▸ **Instructions to follow**: Copy the data from its start through the line holding "[0,240,17,253]", inclusive. Shift every bounding box coordinate by -111 and leave all other text unchanged.

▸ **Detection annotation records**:
>> Begin

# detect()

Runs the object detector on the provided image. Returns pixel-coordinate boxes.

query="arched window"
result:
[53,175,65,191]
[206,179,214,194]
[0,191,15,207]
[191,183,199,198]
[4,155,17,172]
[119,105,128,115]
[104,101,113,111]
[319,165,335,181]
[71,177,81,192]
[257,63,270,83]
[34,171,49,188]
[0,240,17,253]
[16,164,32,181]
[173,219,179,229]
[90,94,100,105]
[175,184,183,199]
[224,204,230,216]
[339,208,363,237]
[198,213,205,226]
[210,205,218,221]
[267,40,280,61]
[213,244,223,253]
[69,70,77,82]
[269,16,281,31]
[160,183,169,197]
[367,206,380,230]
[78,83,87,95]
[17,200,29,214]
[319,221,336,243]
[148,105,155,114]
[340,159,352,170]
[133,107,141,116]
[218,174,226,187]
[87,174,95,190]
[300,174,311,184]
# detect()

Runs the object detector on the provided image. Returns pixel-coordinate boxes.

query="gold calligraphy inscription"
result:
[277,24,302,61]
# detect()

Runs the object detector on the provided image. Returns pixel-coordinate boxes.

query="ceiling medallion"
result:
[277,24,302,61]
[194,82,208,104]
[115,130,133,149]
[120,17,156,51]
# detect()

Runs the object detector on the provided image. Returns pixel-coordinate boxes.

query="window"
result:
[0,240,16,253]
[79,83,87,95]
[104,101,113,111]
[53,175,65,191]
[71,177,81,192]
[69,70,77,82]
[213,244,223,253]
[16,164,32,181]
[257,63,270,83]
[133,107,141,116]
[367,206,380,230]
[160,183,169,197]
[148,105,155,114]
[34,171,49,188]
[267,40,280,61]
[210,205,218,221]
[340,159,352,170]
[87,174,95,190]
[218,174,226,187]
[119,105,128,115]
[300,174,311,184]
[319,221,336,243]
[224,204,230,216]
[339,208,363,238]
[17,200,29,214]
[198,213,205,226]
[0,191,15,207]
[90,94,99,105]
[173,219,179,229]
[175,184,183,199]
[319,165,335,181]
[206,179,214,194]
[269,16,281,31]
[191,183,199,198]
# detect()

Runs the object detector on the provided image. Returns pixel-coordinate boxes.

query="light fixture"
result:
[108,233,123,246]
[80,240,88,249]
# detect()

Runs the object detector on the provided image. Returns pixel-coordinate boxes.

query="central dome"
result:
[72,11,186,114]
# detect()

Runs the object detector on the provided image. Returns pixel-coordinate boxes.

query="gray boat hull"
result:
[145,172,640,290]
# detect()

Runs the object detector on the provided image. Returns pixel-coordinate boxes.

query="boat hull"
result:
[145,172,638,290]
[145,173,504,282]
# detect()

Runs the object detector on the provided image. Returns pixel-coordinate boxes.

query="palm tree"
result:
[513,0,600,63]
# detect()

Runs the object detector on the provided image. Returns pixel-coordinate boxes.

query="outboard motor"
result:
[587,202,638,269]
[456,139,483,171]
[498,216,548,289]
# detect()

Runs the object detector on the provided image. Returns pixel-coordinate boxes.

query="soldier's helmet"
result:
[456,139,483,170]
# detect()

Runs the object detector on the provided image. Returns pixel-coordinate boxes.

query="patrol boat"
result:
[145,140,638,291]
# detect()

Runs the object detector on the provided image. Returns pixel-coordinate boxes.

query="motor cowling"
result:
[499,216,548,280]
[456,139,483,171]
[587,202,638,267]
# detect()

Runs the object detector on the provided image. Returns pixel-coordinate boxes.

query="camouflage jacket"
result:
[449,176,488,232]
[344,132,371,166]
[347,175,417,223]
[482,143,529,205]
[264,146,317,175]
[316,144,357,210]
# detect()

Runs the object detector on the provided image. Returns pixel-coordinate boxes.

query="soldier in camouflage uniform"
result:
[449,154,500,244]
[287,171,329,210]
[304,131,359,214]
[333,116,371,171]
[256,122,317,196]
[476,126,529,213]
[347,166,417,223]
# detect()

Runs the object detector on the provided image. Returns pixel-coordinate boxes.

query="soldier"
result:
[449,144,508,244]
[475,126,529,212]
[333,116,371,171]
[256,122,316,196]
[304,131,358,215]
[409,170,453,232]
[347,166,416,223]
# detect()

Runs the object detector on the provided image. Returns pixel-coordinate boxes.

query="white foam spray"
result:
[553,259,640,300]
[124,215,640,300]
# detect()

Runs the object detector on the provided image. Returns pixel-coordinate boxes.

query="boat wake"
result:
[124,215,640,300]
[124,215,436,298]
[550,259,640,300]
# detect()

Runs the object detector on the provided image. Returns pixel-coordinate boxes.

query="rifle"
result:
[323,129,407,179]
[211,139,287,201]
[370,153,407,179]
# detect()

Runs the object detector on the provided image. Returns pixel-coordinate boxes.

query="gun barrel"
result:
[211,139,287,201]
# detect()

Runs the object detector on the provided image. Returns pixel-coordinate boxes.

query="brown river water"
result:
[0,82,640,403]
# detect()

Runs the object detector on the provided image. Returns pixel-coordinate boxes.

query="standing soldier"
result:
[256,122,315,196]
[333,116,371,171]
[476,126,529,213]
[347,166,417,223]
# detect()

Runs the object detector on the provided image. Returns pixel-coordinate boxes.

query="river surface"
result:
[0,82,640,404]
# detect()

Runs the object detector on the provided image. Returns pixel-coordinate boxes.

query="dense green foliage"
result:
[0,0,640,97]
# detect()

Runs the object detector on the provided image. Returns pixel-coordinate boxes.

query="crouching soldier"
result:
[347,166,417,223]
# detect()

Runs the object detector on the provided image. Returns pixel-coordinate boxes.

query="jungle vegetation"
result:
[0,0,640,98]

>> End

▸ **Exercise answer**:
# detect()

Runs the object detector on the provided image. Returns pixel-coordinate boxes.

query="arched window"
result:
[-58,64,-46,80]
[95,68,103,83]
[-111,80,-96,96]
[80,72,88,87]
[-107,44,-94,61]
[8,-6,17,4]
[-7,-10,2,0]
[208,54,224,70]
[-40,66,-30,81]
[146,-48,159,-28]
[-77,60,-62,77]
[-111,129,-94,142]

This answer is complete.